### DIRECTIONS:
Update the rows from the first line through the line containing "x=126 y=430" by swapping "grassy hilltop" for "grassy knoll" wherever it occurs. Keep everything else the same.

### TASK DATA:
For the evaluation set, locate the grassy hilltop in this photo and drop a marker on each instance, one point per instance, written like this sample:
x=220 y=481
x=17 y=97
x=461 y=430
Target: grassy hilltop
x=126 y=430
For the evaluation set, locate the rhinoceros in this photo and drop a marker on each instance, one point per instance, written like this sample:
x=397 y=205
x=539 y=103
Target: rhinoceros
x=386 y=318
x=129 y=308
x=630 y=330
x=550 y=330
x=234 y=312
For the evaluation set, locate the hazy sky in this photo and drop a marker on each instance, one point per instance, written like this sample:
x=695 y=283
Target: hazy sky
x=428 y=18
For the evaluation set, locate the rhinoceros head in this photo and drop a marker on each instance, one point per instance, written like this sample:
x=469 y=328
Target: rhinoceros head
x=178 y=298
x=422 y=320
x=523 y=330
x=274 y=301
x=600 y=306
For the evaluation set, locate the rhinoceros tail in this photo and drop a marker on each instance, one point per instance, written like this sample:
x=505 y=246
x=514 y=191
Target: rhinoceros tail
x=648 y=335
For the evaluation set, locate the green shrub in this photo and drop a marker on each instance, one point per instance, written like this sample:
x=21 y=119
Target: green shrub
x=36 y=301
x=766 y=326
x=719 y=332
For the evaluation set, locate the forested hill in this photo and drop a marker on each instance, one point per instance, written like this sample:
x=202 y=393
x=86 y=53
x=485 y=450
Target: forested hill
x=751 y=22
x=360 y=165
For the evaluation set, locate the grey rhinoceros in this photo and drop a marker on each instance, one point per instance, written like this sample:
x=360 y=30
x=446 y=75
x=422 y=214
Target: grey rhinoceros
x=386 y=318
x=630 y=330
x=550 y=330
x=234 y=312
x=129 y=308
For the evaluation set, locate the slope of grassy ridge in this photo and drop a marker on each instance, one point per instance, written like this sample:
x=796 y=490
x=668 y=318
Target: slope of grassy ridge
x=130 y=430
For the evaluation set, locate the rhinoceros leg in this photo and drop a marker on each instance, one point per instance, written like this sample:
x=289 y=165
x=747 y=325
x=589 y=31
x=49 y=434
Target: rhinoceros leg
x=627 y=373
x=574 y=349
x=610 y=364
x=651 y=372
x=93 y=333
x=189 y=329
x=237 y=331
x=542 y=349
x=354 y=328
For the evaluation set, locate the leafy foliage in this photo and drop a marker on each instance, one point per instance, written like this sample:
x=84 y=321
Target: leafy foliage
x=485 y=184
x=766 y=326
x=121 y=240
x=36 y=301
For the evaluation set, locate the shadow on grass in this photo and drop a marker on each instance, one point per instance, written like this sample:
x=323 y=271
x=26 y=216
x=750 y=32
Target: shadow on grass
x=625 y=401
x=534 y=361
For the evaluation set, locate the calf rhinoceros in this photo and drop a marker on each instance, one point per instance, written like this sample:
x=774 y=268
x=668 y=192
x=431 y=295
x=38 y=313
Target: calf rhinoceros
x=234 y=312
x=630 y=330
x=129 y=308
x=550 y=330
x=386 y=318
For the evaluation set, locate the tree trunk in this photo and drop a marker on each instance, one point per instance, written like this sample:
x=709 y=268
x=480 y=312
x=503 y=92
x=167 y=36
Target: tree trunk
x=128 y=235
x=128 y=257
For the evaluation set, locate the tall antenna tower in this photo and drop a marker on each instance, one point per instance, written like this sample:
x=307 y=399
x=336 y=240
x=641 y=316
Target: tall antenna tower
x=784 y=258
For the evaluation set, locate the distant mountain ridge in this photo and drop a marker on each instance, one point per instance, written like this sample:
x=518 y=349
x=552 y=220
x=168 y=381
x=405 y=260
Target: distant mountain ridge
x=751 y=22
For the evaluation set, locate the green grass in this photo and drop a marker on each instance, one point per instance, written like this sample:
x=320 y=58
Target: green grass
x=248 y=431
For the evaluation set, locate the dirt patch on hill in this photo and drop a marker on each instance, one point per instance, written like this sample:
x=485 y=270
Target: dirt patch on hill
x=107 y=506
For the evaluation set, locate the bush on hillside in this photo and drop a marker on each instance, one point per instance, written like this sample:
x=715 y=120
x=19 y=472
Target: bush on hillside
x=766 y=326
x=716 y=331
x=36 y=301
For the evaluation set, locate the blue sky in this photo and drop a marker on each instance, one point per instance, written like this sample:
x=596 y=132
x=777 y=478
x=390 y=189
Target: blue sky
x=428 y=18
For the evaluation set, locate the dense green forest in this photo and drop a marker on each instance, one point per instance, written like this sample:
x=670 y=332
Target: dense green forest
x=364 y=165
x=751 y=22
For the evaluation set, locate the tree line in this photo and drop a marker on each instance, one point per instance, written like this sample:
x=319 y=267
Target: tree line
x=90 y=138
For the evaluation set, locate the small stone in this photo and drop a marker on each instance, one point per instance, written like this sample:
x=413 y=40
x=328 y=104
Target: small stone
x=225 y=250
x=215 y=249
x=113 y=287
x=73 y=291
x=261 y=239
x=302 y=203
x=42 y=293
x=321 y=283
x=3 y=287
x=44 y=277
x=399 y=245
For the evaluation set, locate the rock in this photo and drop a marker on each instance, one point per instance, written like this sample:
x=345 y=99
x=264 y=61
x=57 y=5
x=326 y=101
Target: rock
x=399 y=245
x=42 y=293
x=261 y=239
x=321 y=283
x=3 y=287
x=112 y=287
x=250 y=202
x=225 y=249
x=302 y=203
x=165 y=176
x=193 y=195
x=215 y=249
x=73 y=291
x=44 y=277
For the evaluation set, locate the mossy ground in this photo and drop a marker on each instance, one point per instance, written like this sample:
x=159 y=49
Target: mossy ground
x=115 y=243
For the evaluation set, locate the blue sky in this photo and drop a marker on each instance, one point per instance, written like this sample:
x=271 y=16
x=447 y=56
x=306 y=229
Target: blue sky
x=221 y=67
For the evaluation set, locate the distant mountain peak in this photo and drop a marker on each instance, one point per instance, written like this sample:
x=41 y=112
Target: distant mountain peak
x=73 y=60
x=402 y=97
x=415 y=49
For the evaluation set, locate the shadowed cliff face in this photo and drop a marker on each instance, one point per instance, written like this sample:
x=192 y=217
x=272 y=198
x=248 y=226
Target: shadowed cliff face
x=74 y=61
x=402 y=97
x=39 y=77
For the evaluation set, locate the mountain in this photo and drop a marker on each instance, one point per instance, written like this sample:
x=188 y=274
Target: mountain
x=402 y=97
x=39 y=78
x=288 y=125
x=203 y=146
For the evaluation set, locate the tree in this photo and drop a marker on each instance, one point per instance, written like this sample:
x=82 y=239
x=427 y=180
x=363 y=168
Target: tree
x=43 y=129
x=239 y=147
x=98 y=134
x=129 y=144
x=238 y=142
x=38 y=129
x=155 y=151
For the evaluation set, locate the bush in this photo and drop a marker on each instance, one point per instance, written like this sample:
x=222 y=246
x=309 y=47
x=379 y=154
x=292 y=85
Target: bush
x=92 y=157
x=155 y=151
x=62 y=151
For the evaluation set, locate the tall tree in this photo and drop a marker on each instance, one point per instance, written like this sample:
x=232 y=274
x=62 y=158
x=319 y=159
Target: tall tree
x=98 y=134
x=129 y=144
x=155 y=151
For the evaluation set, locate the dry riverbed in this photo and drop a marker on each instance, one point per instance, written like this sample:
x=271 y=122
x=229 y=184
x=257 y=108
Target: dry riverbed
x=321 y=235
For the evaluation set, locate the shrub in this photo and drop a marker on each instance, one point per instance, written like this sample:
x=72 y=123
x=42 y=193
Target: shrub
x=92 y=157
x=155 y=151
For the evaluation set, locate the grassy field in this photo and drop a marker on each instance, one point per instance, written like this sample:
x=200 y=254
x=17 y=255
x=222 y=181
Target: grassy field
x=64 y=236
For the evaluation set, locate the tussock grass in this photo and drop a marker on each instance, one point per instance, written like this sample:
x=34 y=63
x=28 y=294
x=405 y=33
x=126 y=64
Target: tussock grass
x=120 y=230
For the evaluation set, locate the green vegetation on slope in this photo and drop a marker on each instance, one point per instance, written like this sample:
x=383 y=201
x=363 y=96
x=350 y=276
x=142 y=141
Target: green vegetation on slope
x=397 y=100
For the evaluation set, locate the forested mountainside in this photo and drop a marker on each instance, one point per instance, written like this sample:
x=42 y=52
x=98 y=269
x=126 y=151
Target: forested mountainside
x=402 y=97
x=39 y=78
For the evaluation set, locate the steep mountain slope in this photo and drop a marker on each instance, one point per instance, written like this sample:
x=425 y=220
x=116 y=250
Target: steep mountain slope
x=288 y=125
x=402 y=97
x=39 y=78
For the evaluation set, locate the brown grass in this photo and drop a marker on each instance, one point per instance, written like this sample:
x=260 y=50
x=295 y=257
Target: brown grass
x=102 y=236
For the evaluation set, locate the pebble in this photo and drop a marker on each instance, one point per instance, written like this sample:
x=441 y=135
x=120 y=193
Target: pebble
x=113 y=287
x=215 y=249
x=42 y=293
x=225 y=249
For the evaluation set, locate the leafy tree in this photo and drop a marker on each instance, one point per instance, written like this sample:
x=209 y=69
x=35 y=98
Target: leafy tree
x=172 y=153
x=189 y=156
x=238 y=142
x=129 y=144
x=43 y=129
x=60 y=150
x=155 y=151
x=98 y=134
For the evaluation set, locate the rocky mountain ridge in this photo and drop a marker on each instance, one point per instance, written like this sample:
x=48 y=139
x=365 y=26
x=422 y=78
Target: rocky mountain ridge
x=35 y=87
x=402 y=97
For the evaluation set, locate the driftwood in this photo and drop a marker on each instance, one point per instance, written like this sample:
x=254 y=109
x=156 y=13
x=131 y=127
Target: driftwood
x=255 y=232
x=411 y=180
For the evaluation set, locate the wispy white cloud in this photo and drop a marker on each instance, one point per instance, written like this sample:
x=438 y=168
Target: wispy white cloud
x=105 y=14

### SOLUTION TO THIS TASK:
For the evaluation set, locate the grassy knoll in this photo and drop a marker on each instance, one point per instance, written like this sample:
x=220 y=481
x=17 y=97
x=461 y=430
Target: grassy knoll
x=126 y=430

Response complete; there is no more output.